_Work request_: In the listing below, a line holding "Target: rabbit inner ear" and a line holding "Target: rabbit paw" mark the range. Retype both exactly, with all lines between them.

_Records_:
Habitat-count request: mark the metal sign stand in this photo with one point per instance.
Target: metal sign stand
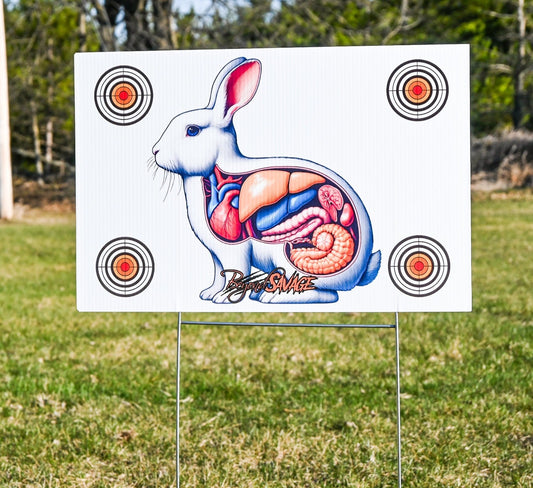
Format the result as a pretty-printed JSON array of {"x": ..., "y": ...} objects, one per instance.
[{"x": 394, "y": 326}]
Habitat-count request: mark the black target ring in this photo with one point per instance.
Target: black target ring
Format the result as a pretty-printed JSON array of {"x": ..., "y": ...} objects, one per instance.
[
  {"x": 417, "y": 90},
  {"x": 419, "y": 266},
  {"x": 125, "y": 266},
  {"x": 123, "y": 95}
]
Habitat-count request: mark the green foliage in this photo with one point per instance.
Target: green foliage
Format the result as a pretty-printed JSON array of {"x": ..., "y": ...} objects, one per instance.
[
  {"x": 42, "y": 39},
  {"x": 43, "y": 35}
]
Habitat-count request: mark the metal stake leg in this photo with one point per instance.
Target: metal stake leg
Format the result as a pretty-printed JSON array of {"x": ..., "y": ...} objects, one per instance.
[
  {"x": 178, "y": 405},
  {"x": 398, "y": 417}
]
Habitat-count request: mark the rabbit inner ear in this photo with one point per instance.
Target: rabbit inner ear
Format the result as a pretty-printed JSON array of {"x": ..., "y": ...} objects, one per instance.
[{"x": 241, "y": 86}]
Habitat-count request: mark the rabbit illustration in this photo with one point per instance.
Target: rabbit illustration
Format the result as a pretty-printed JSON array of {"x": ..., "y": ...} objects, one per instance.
[{"x": 287, "y": 230}]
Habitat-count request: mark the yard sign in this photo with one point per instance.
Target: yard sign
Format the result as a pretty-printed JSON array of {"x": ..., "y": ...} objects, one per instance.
[{"x": 258, "y": 180}]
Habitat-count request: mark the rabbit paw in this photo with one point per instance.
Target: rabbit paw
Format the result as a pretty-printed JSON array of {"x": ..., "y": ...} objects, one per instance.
[{"x": 209, "y": 293}]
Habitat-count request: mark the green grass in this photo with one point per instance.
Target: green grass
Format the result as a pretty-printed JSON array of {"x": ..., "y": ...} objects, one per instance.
[{"x": 88, "y": 400}]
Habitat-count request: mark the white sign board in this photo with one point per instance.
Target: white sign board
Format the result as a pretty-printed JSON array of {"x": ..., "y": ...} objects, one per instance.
[{"x": 309, "y": 179}]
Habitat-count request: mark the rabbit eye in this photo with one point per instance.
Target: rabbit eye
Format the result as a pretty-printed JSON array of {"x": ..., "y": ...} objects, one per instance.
[{"x": 193, "y": 130}]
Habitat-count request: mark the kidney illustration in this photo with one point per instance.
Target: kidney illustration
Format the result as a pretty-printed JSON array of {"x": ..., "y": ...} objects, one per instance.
[{"x": 281, "y": 229}]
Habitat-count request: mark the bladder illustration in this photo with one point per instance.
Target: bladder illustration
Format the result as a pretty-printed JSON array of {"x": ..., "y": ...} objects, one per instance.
[{"x": 283, "y": 229}]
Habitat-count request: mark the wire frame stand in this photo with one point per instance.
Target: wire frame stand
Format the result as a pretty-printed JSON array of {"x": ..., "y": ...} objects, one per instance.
[{"x": 394, "y": 326}]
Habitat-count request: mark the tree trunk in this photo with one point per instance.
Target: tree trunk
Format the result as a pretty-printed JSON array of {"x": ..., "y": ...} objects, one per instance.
[
  {"x": 37, "y": 143},
  {"x": 520, "y": 95},
  {"x": 6, "y": 182}
]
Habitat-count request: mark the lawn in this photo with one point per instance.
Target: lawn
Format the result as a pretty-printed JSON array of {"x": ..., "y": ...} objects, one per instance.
[{"x": 89, "y": 400}]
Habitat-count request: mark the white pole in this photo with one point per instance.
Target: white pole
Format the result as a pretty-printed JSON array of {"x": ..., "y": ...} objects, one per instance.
[
  {"x": 398, "y": 408},
  {"x": 6, "y": 182}
]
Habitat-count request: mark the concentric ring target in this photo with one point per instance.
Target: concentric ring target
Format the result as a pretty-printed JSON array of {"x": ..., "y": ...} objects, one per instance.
[
  {"x": 125, "y": 266},
  {"x": 123, "y": 95},
  {"x": 417, "y": 90},
  {"x": 419, "y": 266}
]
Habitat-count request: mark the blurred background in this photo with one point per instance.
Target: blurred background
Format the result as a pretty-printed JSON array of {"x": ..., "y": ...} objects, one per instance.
[{"x": 43, "y": 35}]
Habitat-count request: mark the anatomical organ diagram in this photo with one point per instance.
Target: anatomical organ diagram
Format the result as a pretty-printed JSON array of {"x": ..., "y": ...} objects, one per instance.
[
  {"x": 283, "y": 229},
  {"x": 303, "y": 210}
]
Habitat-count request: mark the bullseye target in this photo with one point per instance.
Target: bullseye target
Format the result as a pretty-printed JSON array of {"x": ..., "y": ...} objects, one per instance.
[
  {"x": 417, "y": 90},
  {"x": 123, "y": 95},
  {"x": 419, "y": 266},
  {"x": 125, "y": 266}
]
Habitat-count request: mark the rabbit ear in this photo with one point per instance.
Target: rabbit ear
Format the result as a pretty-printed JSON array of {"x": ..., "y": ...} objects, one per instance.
[
  {"x": 220, "y": 78},
  {"x": 237, "y": 88}
]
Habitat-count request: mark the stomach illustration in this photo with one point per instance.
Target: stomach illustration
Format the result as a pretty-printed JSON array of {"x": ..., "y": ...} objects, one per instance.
[{"x": 301, "y": 209}]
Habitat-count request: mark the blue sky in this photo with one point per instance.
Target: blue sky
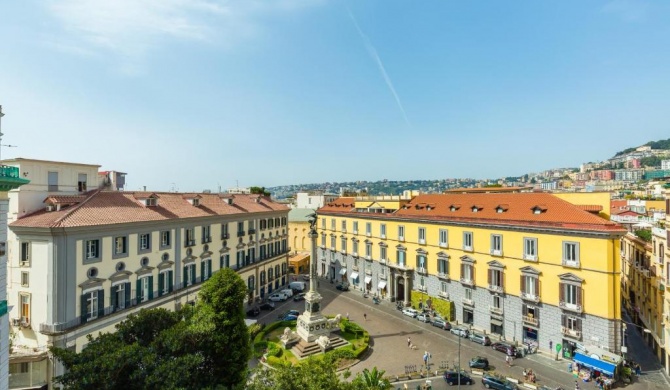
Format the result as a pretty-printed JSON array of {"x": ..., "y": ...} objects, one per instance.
[{"x": 196, "y": 94}]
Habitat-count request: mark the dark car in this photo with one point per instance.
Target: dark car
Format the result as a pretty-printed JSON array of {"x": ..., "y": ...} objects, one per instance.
[
  {"x": 451, "y": 377},
  {"x": 294, "y": 313},
  {"x": 505, "y": 348},
  {"x": 479, "y": 362},
  {"x": 441, "y": 323},
  {"x": 299, "y": 297},
  {"x": 492, "y": 382}
]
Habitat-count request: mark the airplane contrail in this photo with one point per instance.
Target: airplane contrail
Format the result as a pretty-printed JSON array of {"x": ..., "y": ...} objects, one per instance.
[{"x": 373, "y": 53}]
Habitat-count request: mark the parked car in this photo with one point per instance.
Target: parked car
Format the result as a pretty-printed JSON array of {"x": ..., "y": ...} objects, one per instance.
[
  {"x": 299, "y": 297},
  {"x": 459, "y": 331},
  {"x": 451, "y": 377},
  {"x": 290, "y": 312},
  {"x": 441, "y": 323},
  {"x": 480, "y": 338},
  {"x": 479, "y": 362},
  {"x": 277, "y": 297},
  {"x": 505, "y": 348},
  {"x": 493, "y": 382}
]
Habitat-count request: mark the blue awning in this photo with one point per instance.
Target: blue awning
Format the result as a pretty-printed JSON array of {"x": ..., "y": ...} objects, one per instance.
[{"x": 595, "y": 364}]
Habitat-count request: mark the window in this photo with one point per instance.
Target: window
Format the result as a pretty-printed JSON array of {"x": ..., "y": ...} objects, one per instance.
[
  {"x": 496, "y": 244},
  {"x": 145, "y": 242},
  {"x": 52, "y": 181},
  {"x": 530, "y": 249},
  {"x": 25, "y": 309},
  {"x": 422, "y": 235},
  {"x": 25, "y": 254},
  {"x": 571, "y": 254},
  {"x": 206, "y": 234},
  {"x": 401, "y": 257},
  {"x": 121, "y": 245},
  {"x": 444, "y": 238},
  {"x": 467, "y": 241},
  {"x": 81, "y": 182},
  {"x": 165, "y": 238},
  {"x": 190, "y": 237},
  {"x": 92, "y": 249}
]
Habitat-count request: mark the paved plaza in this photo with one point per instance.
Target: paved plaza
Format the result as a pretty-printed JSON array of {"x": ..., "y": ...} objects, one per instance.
[{"x": 389, "y": 330}]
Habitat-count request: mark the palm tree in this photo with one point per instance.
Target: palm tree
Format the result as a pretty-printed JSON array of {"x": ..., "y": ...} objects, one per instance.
[{"x": 372, "y": 380}]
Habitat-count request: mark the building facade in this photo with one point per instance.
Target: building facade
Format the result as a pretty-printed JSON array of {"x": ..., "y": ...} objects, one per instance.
[
  {"x": 524, "y": 266},
  {"x": 83, "y": 261}
]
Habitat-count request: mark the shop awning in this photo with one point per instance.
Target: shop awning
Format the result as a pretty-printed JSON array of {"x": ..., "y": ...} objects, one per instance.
[{"x": 595, "y": 364}]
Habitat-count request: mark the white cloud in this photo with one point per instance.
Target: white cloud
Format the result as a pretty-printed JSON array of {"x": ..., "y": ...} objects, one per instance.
[
  {"x": 627, "y": 10},
  {"x": 131, "y": 28}
]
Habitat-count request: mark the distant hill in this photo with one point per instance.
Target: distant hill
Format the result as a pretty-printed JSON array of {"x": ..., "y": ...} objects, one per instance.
[{"x": 659, "y": 145}]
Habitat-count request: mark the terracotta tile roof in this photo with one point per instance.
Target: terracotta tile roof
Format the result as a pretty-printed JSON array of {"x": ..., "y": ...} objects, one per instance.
[
  {"x": 553, "y": 212},
  {"x": 113, "y": 207}
]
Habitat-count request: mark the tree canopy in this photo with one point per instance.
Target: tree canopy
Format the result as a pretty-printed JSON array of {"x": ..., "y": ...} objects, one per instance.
[{"x": 200, "y": 347}]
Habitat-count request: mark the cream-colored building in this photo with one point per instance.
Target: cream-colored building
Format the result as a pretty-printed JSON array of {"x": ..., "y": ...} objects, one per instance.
[{"x": 81, "y": 261}]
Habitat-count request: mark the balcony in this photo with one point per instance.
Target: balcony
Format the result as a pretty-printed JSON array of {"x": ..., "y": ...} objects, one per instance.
[
  {"x": 577, "y": 334},
  {"x": 531, "y": 320},
  {"x": 570, "y": 306},
  {"x": 530, "y": 297}
]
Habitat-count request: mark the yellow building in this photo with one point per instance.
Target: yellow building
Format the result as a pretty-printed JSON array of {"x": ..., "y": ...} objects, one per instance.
[{"x": 528, "y": 267}]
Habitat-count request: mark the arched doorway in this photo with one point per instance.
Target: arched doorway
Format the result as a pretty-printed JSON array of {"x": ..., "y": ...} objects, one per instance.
[{"x": 400, "y": 289}]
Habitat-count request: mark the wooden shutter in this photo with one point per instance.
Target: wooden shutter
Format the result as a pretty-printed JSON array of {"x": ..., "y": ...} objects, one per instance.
[
  {"x": 101, "y": 303},
  {"x": 84, "y": 313}
]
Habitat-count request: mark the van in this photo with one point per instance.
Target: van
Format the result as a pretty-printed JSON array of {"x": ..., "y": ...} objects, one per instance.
[
  {"x": 288, "y": 292},
  {"x": 298, "y": 286},
  {"x": 480, "y": 338}
]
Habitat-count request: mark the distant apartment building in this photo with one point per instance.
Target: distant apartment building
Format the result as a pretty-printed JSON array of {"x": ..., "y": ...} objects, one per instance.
[
  {"x": 528, "y": 267},
  {"x": 82, "y": 261}
]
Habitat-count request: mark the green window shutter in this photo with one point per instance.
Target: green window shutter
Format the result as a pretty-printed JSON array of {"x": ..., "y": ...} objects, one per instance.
[
  {"x": 101, "y": 302},
  {"x": 161, "y": 284},
  {"x": 151, "y": 287},
  {"x": 84, "y": 313},
  {"x": 112, "y": 297}
]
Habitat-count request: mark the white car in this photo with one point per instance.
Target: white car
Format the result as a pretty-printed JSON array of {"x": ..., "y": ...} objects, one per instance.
[{"x": 277, "y": 297}]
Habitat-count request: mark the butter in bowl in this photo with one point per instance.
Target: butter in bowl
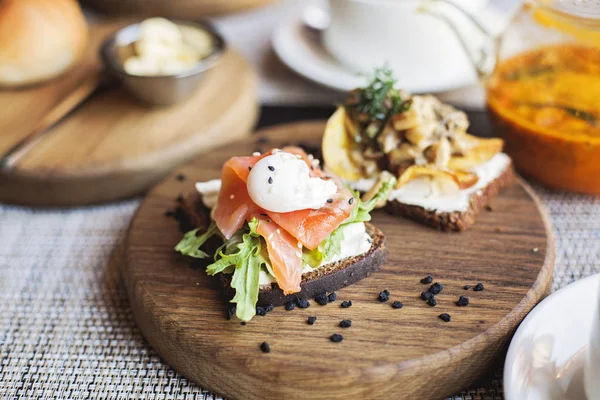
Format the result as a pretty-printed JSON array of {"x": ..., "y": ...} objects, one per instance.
[{"x": 162, "y": 62}]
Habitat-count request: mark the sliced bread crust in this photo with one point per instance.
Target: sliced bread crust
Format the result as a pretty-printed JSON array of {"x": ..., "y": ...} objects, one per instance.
[
  {"x": 327, "y": 278},
  {"x": 454, "y": 221}
]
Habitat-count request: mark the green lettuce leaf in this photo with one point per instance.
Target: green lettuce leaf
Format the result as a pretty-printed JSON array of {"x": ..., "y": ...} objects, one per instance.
[
  {"x": 190, "y": 244},
  {"x": 361, "y": 213},
  {"x": 247, "y": 261}
]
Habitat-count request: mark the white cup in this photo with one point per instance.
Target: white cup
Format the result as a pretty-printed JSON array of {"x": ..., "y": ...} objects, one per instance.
[
  {"x": 592, "y": 362},
  {"x": 422, "y": 50}
]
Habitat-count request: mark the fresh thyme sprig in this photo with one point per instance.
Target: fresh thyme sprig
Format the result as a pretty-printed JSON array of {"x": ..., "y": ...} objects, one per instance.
[{"x": 376, "y": 102}]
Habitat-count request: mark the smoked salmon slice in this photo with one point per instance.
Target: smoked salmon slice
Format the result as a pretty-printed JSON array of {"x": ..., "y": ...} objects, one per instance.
[
  {"x": 285, "y": 255},
  {"x": 285, "y": 233}
]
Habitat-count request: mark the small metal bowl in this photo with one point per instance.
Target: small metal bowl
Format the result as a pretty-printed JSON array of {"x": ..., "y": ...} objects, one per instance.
[{"x": 159, "y": 90}]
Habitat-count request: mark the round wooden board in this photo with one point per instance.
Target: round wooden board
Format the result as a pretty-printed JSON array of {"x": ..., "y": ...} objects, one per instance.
[
  {"x": 387, "y": 353},
  {"x": 189, "y": 9},
  {"x": 113, "y": 146}
]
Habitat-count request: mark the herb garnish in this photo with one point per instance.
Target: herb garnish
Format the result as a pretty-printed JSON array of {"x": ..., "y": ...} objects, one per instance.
[{"x": 373, "y": 105}]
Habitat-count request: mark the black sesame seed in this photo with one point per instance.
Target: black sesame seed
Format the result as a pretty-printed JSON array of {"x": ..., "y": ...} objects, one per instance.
[
  {"x": 462, "y": 301},
  {"x": 436, "y": 288},
  {"x": 345, "y": 323},
  {"x": 264, "y": 346},
  {"x": 426, "y": 295},
  {"x": 230, "y": 311},
  {"x": 445, "y": 317},
  {"x": 384, "y": 295},
  {"x": 322, "y": 299},
  {"x": 261, "y": 311},
  {"x": 336, "y": 338},
  {"x": 303, "y": 303},
  {"x": 346, "y": 303}
]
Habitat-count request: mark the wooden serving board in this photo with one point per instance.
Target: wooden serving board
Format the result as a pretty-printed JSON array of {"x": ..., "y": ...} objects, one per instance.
[
  {"x": 387, "y": 353},
  {"x": 113, "y": 146},
  {"x": 188, "y": 9}
]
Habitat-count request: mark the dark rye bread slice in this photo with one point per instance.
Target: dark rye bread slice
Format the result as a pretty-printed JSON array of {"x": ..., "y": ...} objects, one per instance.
[
  {"x": 454, "y": 221},
  {"x": 327, "y": 278}
]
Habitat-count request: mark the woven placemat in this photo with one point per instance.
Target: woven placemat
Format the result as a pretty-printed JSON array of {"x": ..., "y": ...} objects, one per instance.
[{"x": 66, "y": 330}]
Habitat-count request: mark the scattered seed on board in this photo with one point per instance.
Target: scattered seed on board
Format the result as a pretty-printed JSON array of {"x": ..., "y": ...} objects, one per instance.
[
  {"x": 397, "y": 304},
  {"x": 303, "y": 303},
  {"x": 436, "y": 288},
  {"x": 261, "y": 311},
  {"x": 384, "y": 295},
  {"x": 336, "y": 338},
  {"x": 345, "y": 323},
  {"x": 426, "y": 295},
  {"x": 462, "y": 301},
  {"x": 445, "y": 317},
  {"x": 231, "y": 311},
  {"x": 322, "y": 299},
  {"x": 264, "y": 346}
]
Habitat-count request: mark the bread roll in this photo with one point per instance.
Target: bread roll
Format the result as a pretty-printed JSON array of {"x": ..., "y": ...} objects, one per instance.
[{"x": 39, "y": 39}]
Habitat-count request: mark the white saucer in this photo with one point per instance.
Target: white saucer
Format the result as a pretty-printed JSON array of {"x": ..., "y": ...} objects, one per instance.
[
  {"x": 301, "y": 50},
  {"x": 546, "y": 356}
]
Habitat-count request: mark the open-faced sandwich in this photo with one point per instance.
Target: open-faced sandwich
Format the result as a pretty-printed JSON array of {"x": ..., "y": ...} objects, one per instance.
[
  {"x": 445, "y": 176},
  {"x": 279, "y": 230}
]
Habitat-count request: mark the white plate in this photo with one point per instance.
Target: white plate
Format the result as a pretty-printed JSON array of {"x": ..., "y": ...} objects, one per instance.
[
  {"x": 546, "y": 356},
  {"x": 302, "y": 52}
]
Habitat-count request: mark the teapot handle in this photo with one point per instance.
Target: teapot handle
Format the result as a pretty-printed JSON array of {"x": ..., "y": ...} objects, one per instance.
[{"x": 485, "y": 57}]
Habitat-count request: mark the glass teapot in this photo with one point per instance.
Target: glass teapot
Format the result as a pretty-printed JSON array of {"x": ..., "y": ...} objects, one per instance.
[{"x": 542, "y": 81}]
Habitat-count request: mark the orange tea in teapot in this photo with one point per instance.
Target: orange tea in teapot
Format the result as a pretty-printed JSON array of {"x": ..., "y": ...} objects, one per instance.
[{"x": 546, "y": 104}]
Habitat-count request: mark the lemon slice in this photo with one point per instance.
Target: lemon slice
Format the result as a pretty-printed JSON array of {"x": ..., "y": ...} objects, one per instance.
[{"x": 336, "y": 147}]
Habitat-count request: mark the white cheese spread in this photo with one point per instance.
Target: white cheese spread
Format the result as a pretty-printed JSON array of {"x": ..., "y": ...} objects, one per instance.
[
  {"x": 424, "y": 191},
  {"x": 356, "y": 241},
  {"x": 282, "y": 183}
]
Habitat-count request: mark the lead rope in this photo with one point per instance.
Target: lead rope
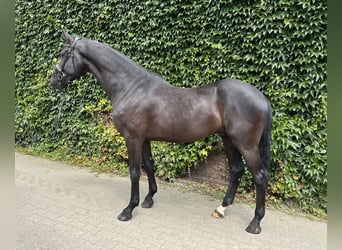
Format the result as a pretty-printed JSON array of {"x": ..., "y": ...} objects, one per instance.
[{"x": 56, "y": 123}]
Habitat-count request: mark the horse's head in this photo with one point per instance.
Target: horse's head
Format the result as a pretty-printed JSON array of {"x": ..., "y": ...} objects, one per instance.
[{"x": 70, "y": 66}]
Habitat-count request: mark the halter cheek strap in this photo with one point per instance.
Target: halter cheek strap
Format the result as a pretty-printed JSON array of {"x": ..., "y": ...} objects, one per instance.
[{"x": 72, "y": 46}]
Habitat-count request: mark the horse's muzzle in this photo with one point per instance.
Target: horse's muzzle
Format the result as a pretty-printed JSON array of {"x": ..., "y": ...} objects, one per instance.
[{"x": 56, "y": 83}]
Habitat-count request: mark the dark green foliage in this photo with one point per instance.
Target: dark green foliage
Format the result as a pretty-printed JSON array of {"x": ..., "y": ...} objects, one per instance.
[{"x": 278, "y": 46}]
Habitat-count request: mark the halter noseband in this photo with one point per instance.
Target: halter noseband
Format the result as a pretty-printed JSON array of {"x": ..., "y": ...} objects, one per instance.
[{"x": 60, "y": 70}]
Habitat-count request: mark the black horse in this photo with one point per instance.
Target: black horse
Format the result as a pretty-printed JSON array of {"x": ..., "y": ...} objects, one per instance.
[{"x": 146, "y": 107}]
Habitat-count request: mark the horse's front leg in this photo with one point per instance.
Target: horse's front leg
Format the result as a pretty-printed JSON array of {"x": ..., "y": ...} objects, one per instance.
[
  {"x": 149, "y": 167},
  {"x": 134, "y": 148}
]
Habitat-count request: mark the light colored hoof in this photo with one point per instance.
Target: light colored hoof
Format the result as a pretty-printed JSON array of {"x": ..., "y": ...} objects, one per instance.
[{"x": 217, "y": 214}]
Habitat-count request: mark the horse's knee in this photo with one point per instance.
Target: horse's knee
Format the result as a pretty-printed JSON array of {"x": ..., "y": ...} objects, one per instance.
[
  {"x": 135, "y": 174},
  {"x": 261, "y": 178}
]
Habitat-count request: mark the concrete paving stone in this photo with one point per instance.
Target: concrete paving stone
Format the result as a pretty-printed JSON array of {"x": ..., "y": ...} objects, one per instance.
[{"x": 59, "y": 206}]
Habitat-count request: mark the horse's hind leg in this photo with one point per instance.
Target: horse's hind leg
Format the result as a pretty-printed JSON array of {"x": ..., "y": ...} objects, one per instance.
[
  {"x": 260, "y": 177},
  {"x": 236, "y": 169},
  {"x": 149, "y": 167}
]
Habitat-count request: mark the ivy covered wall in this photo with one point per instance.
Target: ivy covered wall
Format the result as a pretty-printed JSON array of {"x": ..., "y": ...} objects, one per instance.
[{"x": 278, "y": 46}]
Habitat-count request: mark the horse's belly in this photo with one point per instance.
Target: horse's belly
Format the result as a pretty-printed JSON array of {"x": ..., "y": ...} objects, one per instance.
[{"x": 184, "y": 130}]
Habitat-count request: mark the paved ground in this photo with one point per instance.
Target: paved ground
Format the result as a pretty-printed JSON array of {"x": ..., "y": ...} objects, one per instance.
[{"x": 65, "y": 207}]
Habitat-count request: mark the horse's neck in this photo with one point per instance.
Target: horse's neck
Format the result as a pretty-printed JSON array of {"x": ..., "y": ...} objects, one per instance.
[{"x": 116, "y": 73}]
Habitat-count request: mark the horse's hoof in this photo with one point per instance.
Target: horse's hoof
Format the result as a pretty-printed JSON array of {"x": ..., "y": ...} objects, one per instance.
[
  {"x": 147, "y": 203},
  {"x": 216, "y": 214},
  {"x": 253, "y": 229},
  {"x": 124, "y": 217}
]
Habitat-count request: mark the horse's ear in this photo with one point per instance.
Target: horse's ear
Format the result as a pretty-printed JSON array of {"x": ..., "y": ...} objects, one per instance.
[{"x": 68, "y": 38}]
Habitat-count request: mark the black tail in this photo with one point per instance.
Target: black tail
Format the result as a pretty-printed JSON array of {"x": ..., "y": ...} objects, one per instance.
[{"x": 265, "y": 141}]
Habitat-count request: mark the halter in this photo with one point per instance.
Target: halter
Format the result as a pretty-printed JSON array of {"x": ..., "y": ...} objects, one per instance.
[{"x": 60, "y": 70}]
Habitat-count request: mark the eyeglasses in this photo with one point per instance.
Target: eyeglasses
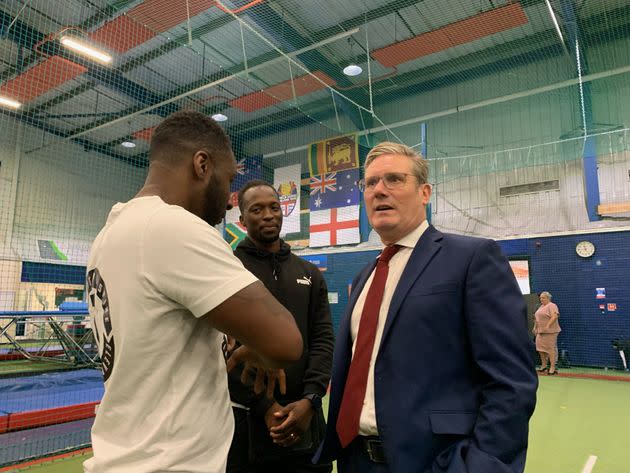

_Result_:
Target: rabbit inner ear
Format the result as a pretty-printed JSON array of {"x": ..., "y": ...} objects, one per instance.
[{"x": 241, "y": 86}]
Habitat-count request: mark the rabbit illustration in this photo with one point per instance.
Target: rabbit illustration
Format the result as a pretty-printed JSON array of {"x": ..., "y": ...} objects, one per instance.
[{"x": 287, "y": 230}]
Habitat-count request: mark the yard sign in this photo with one point per instance.
Target: yard sign
Format the result as a pretty-printed JSON array of {"x": ..., "y": ...} objects, one per instance.
[{"x": 258, "y": 180}]
Habitat-count request: mark the rabbit paw in this photo with one point per instance.
Target: rabbit paw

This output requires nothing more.